▼▼▼
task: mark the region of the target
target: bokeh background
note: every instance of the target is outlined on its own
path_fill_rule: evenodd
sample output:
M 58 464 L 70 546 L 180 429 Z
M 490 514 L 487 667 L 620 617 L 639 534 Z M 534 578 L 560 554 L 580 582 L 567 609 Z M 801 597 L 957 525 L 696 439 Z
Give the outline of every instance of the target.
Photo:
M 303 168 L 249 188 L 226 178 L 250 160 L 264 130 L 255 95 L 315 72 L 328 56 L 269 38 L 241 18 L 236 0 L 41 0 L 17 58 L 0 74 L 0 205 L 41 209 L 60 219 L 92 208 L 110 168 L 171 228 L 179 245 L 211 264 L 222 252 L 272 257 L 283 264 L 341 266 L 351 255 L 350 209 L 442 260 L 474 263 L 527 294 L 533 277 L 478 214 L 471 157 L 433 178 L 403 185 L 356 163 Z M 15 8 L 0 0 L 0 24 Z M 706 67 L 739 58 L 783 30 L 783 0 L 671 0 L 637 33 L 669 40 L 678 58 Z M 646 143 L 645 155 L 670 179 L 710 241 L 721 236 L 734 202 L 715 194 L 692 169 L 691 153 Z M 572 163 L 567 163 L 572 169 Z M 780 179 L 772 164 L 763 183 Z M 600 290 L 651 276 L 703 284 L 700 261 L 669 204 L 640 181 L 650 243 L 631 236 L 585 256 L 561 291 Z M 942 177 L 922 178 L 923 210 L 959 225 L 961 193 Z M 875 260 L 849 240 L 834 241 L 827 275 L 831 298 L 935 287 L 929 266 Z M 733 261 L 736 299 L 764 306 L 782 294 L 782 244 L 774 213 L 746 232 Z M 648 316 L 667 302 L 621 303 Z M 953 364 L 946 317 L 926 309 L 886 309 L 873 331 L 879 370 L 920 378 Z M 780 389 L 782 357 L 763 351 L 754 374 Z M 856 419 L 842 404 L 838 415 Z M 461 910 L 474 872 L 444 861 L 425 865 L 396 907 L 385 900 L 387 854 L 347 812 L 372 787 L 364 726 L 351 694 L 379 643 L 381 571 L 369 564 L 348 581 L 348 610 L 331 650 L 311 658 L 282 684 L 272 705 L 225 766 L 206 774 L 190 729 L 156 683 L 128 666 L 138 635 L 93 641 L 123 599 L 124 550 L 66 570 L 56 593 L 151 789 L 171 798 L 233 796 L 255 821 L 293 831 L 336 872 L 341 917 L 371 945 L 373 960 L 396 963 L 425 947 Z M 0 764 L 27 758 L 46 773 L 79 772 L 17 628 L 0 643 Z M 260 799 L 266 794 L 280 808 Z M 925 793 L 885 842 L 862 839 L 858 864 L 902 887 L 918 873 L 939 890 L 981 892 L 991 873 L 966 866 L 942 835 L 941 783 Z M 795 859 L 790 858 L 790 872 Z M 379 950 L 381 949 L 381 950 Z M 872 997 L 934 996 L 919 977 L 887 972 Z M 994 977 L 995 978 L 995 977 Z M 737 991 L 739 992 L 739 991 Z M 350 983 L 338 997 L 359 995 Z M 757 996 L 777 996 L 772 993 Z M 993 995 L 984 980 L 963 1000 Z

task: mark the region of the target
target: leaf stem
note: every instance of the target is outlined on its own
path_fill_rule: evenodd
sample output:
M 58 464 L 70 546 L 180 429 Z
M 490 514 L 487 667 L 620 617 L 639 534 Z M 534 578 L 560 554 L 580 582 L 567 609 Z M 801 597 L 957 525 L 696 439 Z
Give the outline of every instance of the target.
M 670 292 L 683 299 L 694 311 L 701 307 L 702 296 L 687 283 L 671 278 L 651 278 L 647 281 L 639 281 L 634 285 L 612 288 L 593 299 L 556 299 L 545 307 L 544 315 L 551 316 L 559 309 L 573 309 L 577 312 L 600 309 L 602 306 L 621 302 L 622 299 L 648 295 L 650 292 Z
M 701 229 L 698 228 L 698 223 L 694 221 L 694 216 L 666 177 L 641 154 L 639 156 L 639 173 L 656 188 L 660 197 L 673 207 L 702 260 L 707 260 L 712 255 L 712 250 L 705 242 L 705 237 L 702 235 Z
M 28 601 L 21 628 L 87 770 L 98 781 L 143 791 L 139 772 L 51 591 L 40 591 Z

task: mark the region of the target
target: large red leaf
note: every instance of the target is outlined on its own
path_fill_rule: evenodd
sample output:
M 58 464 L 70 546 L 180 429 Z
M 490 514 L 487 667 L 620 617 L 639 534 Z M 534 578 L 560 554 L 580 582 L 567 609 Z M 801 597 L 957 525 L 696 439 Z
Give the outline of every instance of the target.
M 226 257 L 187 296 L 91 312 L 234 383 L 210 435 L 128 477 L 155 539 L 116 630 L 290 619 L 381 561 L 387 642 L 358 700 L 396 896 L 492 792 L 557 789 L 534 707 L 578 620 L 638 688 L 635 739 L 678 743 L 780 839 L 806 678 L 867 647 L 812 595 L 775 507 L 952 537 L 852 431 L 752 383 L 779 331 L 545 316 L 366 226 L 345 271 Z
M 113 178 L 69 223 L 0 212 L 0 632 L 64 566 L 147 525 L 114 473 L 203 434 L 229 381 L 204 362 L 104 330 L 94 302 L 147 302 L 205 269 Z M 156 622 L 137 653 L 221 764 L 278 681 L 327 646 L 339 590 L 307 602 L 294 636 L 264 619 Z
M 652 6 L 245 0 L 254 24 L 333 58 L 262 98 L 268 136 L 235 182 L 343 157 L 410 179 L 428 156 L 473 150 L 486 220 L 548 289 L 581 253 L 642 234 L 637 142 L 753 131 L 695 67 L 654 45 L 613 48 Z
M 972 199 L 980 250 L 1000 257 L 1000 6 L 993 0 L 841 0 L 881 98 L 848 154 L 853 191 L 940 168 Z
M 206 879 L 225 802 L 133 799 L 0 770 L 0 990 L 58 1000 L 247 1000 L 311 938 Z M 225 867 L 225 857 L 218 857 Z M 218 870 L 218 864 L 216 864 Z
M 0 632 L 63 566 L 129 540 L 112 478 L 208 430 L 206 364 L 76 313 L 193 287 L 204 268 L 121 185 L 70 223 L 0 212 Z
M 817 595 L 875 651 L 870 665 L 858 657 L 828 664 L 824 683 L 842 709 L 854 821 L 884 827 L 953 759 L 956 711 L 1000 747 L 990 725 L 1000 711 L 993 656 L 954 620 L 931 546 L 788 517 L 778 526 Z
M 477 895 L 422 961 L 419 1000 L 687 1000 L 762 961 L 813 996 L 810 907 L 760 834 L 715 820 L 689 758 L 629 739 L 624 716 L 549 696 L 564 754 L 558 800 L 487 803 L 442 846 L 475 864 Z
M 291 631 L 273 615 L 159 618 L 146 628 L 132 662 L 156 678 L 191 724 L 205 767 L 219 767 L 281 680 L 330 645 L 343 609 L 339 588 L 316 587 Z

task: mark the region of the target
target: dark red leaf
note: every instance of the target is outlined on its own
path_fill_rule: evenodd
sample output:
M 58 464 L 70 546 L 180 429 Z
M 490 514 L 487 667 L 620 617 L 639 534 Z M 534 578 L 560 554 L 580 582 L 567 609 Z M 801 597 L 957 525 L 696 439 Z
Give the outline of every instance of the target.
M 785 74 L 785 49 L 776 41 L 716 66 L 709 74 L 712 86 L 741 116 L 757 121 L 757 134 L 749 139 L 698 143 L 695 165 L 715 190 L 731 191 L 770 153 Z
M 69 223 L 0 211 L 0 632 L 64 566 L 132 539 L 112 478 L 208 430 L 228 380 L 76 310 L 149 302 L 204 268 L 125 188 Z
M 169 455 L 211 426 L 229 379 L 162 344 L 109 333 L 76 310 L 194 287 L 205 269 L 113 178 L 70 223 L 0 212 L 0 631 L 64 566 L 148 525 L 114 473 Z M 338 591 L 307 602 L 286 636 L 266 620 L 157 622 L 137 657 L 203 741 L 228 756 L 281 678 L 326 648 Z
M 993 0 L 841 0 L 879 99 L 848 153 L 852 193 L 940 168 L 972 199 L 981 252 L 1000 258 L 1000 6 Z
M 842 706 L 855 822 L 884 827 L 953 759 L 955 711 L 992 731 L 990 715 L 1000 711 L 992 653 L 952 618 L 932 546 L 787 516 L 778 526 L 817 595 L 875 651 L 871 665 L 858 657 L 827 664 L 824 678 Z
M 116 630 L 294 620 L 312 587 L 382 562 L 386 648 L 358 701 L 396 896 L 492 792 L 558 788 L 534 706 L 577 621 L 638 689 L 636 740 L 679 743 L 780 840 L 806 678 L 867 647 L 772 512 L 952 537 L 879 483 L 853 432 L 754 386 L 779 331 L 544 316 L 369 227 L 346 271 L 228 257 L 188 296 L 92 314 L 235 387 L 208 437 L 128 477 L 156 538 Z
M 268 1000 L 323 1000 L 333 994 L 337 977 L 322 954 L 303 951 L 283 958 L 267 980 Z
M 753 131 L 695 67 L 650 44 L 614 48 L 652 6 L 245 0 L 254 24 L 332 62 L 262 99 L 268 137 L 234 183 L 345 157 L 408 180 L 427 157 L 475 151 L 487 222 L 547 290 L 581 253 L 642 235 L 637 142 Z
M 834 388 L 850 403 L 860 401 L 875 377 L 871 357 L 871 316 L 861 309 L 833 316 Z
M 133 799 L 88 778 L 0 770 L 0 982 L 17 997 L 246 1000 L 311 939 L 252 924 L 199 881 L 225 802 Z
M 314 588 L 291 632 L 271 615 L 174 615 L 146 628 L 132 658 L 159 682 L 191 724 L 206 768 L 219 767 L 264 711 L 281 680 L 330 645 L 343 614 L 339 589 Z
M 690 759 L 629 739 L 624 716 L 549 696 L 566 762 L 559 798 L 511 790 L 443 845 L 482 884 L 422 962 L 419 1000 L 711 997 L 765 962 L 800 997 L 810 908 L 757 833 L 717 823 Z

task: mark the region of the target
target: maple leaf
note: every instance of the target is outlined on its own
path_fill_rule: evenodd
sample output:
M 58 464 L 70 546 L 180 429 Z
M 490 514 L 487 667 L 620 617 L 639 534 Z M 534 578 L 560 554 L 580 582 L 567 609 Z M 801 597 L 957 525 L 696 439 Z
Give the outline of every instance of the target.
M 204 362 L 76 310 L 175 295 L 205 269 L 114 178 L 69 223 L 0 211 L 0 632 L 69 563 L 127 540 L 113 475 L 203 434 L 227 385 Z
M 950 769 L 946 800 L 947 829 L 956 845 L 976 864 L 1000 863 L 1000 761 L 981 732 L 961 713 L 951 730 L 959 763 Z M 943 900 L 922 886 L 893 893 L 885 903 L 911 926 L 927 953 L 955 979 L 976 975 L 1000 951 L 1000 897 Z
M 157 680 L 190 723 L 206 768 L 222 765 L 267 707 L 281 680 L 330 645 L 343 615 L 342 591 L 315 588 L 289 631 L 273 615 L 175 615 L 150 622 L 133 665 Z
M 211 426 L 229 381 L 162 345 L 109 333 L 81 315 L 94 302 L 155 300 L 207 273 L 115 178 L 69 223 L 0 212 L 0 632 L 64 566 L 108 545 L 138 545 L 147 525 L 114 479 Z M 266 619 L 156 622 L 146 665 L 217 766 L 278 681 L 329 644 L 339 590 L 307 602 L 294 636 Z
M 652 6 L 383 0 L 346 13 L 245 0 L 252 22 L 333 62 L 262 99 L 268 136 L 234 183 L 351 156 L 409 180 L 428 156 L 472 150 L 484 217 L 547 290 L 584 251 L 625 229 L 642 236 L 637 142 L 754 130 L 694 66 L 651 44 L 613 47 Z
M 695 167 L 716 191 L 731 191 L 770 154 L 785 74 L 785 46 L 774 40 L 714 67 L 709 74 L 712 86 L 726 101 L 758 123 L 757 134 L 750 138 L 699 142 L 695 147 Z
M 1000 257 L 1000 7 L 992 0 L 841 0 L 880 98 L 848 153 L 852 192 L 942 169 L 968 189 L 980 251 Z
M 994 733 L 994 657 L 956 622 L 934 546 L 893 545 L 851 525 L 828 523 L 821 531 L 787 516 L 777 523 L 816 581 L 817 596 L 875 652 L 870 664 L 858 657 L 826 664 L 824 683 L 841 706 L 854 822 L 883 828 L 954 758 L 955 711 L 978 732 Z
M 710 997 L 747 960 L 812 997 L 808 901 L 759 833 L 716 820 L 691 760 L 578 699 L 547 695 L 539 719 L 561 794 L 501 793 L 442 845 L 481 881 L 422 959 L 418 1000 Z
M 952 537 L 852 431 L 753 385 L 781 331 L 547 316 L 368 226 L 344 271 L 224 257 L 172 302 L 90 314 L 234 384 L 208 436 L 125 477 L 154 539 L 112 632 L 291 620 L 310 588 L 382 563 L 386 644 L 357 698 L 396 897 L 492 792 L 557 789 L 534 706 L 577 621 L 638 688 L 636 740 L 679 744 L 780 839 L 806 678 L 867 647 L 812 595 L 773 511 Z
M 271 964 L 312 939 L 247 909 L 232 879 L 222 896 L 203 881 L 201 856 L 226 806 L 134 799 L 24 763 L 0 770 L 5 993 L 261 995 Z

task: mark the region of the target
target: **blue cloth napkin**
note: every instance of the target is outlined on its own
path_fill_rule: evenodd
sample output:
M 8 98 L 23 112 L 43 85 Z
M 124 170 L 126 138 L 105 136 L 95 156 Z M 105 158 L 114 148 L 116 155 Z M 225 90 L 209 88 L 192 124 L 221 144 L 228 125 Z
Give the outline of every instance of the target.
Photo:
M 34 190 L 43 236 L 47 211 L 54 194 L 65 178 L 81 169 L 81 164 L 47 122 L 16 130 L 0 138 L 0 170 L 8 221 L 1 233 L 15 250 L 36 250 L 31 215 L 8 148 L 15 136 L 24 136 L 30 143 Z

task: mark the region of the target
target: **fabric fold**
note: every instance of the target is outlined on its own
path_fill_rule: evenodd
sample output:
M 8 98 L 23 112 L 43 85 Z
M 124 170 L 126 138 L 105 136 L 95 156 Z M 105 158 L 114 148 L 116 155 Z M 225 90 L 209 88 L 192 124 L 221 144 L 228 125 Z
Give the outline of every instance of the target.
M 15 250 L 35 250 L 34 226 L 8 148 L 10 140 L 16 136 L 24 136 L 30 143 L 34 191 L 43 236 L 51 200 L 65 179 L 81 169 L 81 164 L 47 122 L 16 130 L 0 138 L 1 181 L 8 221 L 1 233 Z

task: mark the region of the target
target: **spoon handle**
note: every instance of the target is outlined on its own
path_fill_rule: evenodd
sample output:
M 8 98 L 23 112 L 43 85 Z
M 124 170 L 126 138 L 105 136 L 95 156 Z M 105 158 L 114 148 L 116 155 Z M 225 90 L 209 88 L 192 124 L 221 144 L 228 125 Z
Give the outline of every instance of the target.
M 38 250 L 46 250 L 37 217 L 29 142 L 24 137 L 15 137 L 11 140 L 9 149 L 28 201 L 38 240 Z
▲▲▲
• Stated task: Pull out every line of the material that contains the string "leaf", treating uppercase and lowercase as different.

• Solution to the problem:
target: leaf stem
target: large red leaf
target: dark red leaf
target: maple leaf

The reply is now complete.